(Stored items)
• • •

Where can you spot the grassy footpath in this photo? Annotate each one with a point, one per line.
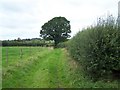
(46, 67)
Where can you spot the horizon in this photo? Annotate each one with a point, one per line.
(24, 18)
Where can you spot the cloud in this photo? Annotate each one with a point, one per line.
(24, 18)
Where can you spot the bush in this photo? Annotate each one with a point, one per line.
(62, 44)
(97, 48)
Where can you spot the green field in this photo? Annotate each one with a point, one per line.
(42, 67)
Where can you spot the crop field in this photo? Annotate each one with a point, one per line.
(44, 67)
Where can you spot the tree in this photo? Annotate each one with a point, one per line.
(57, 29)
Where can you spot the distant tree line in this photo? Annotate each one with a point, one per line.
(27, 42)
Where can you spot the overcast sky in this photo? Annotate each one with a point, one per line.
(24, 18)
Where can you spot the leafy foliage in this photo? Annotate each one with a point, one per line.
(98, 48)
(56, 29)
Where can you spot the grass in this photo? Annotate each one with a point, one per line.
(45, 68)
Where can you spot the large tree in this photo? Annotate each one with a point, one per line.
(57, 29)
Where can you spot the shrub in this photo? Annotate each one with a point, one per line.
(97, 48)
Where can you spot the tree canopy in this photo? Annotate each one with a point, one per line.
(57, 29)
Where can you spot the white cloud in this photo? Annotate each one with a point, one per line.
(24, 18)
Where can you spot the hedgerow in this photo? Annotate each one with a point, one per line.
(97, 48)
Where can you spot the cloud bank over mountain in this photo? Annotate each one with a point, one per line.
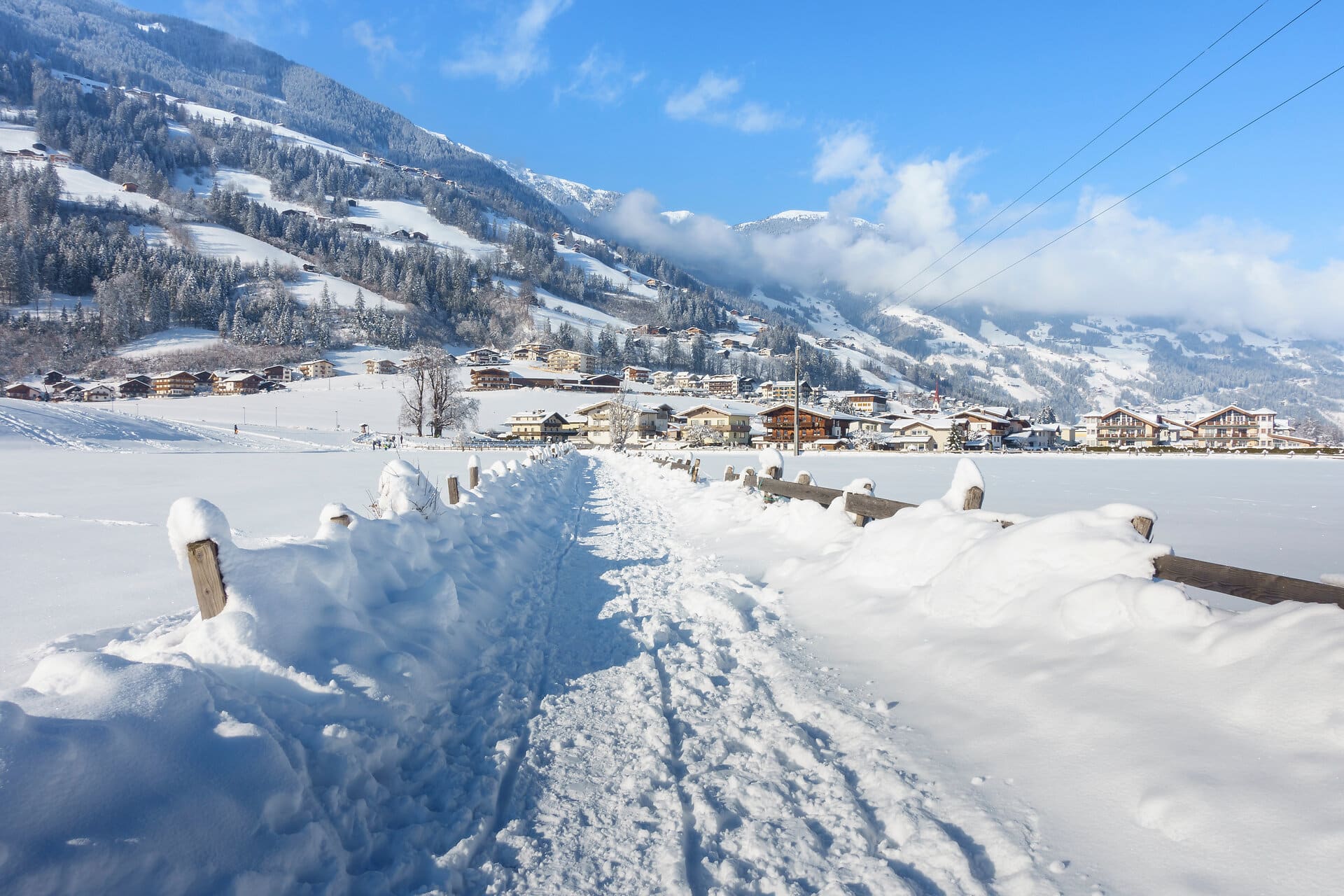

• • •

Go through the records above and write out every line exactly, passing over the pictures.

Where can you spot the grassy footpath in this photo? Annotate each one with a point, one per line.
(46, 67)
Where can you spot the horizon in this photo? Annotate each one with a point, one per line.
(24, 18)
Where can you spot the cloud in this photo? Annotate each one with a point, one per line.
(24, 18)
Where can you spot the bush in this photo? Annotate each one with a point, one per line.
(62, 44)
(97, 48)
Where can you spot the green field in this photo? Annotate each one with a point, one per line.
(42, 67)
Where can you spot the crop field in this photo? Annotate each one with a point, one per line.
(44, 67)
Where can you spot the tree in this photo? Annotate each one with a point, one per line.
(57, 29)
Where can you spot the distant tree line in this photo? Annotate each one with a point, one per line.
(27, 42)
Where can you spot the overcast sky in this photo? Annotate each one with a point, one per line.
(24, 18)
Where can you spot the leafy foliage in this photo? Annotate each one with a point, one per line.
(98, 48)
(56, 29)
Where can you spot the grass in this photo? Annotate each one with a point, one per line.
(45, 68)
Where can you spot the large tree in this photo? Annotate each one with a point, one per line.
(57, 29)
Where can you spot the shrub in this photo? Annotate each one with a point, one per line.
(97, 48)
Where can you spot the tree canopy in this photo? Annotate each one with a point, one per line.
(57, 29)
Where can you spot the white cloud in this photo? Annotate each one with a point, one per line.
(24, 18)
Where can you spot the hedgerow in this photo? Annotate each one with a point, one per line.
(97, 48)
Where can you spot the cloud bank over mountain in this photo? Annotate each one with a point, one per line.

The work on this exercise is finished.